• **SELECTED EXTRACT**:
#####

We interrupt your regularly scheduled Sunday with this bite-sized bonus episode with Brad Nelms from We Make Events North America to discuss their current campaign and the upcoming day of action on Sept 1 entitled Red Alert Restart. The goal of the movement is to raise awareness for the RESTART Act currently sitting in Congress which would help out businesses facing economic hardship from the COVID crisis as well as push for badly needed Pandemic Unemployment Assistance. The Arts & Culture sector in this country accounts for 877 billion dollars in economic value and 4.5% of the US GDP. Millions of entertainment workers have no jobs to return to yet and Theatre, Concerts, Tours, Live Music Events, and Festivals are all in desperate need of help to survive. Brad is here to tell us all of the ways you can get involved to make our voices heard. And let’s see those buildings Red!
Changing the Landscape returns this week with part two of our interview with Steve Jones, former Director of Production at the Apollo Theatre in New York City. Steve tells us how he went from a young lighting programmer at the Brooklyn Academy of Music, to a well-seasoned Director of Production at the Apollo Theatre… with a whirlwind eighteen-year stint working with music legend and icon Harry Belafonte in between. He’s sharing stories from the filming of ‘We Are the World’, to how he reshaped the culture and expectations of a predominately Black crew when the Apollo became a Local 1 IATSE House and what happened when Rev. Al Sharpton called him with an extraordinary request. And Steve and Alan discuss why Black artists are continually forced to fight preconceived notions about their skill level and talent and how to fight those misconceptions.
Changing the Landscape is back this week with Episode 2: Perception of the Unknown. In this episode, the first of two parts, Steve Jones, former Director of Production at the Apollo Theatre in New York City, sits down with Alan to tell us where he came from. Beginning with his origins in Flint, Michigan where he started taking part in theatre activities in grade school, Steve started taking theatre seriously after a sports injury sidelined him for the remainder of his college career. He walks us through his experiences in applying for grad schools, leaving Flint, MI, and his first big-time job in New York City at the Brooklyn Academy of Music.

#####

• **DATASET EXCERPT**:
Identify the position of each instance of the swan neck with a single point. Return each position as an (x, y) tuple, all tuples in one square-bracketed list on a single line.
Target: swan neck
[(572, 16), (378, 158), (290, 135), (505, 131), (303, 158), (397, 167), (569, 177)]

#####

• **THE PROBLEM**: Repeat the podcast episode notes word for word between "We interrupt your" and "those buildings Red!", inclusive.

• **FINISHED EXERCISE**:
We interrupt your regularly scheduled Sunday with this bite-sized bonus episode with Brad Nelms from We Make Events North America to discuss their current campaign and the upcoming day of action on Sept 1 entitled Red Alert Restart. The goal of the movement is to raise awareness for the RESTART Act currently sitting in Congress which would help out businesses facing economic hardship from the COVID crisis as well as push for badly needed Pandemic Unemployment Assistance. The Arts & Culture sector in this country accounts for 877 billion dollars in economic value and 4.5% of the US GDP. Millions of entertainment workers have no jobs to return to yet and Theatre, Concerts, Tours, Live Music Events, and Festivals are all in desperate need of help to survive. Brad is here to tell us all of the ways you can get involved to make our voices heard. And let’s see those buildings Red!